─── Text excerpt

Before I turn it over to Jim to address the specifics of shale gas, I'd like to just say a couple of things about Talisman's global footprint and our commitment to corporate social responsibility. Talisman Energy is a Canadian company headquartered in Calgary, with exploration activities in North America, Latin America, Asia, the Middle East, and Europe. We take great pride in being a Canadian company operating on the global stage.
Talisman is committed to the highest levels of corporate, ethical, and social responsibility. We have been recognized as a national and global leader in the area of corporate social responsibility. I personally was very proud to serve on the national advisory group during the Government of Canada round tables on corporate social responsibility a couple of years ago.
Talisman is a developer of oil and gas around the world, but I note that we are not involved in the oil sands projects. In fact, over the past few years, Talisman has made a strategic decision to focus its North American business on natural gas.
I'm now going to turn it over to Jim Fraser to speak specifically to our shale operations in Canada. Thank you.
Once again, it's my pleasure to be here as well.
I would refer you to the global map on the second page of your handout. As we've mentioned before, Talisman is a worldwide independent oil and gas producer. We have operations in the North Sea, Southeast Asia, and North America. That's where the focus of the rest of my prepared comments will be, on our North America portfolio.

──────

▸ Problem 1:
In the entries, edit everything from the line containing "Put a marker on each instance of the teal" down to the end of the entries, replacing "victorian house" with "Victorian home" and keeping everything else the same.

─── Records for processing

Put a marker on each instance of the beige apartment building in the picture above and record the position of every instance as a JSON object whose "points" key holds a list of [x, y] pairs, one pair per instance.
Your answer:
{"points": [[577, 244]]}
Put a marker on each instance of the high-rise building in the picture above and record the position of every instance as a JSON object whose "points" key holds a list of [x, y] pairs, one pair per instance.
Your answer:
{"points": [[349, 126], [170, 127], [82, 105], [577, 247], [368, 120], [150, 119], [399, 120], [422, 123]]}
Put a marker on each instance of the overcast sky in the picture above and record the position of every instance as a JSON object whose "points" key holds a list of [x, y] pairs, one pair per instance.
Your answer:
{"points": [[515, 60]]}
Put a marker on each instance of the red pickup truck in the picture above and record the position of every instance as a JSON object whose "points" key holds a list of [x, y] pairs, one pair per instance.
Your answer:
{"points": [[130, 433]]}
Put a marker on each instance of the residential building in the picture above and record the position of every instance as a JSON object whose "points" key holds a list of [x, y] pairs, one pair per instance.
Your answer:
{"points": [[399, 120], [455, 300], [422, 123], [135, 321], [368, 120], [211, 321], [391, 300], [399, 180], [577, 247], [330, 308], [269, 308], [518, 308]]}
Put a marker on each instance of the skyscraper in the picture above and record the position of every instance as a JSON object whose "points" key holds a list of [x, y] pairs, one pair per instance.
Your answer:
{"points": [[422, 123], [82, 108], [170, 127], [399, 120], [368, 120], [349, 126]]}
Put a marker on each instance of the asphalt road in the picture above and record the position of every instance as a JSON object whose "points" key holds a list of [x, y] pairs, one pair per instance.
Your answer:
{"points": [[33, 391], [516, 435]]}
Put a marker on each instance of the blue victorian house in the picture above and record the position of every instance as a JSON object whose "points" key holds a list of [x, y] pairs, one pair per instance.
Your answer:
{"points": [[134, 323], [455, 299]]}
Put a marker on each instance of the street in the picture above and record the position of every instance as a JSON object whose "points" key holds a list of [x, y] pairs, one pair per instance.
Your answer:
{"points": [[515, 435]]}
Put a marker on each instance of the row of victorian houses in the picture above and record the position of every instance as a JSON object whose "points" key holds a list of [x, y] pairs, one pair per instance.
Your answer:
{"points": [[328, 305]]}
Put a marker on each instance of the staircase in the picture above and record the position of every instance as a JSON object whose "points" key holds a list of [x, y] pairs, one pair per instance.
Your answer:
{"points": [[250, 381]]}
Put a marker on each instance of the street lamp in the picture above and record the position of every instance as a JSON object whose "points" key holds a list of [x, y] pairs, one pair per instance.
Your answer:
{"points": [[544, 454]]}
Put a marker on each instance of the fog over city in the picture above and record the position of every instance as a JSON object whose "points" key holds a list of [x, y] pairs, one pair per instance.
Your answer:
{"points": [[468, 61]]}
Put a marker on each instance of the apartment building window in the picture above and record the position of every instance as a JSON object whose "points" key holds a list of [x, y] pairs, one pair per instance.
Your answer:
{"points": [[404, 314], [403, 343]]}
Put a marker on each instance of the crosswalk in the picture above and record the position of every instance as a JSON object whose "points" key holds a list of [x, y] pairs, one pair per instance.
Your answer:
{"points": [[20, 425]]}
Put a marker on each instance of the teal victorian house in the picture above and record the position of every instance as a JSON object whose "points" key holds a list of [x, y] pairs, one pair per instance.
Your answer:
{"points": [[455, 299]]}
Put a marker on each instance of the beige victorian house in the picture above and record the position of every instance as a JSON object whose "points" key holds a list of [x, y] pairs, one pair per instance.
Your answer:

──────

▸ Problem 2:
In the remarks about Talisman Energy, where is the company headquartered?

▸ Exercise response 1:
Put a marker on each instance of the teal Victorian home in the picture above and record the position of every instance as a JSON object whose "points" key holds a list of [x, y] pairs, one pair per instance.
Your answer:
{"points": [[455, 299]]}
Put a marker on each instance of the beige Victorian home in the picture above and record the position of every instance as a JSON object whose "points" key holds a list of [x, y] pairs, one pair per instance.
Your answer:

▸ Exercise response 2:
Calgary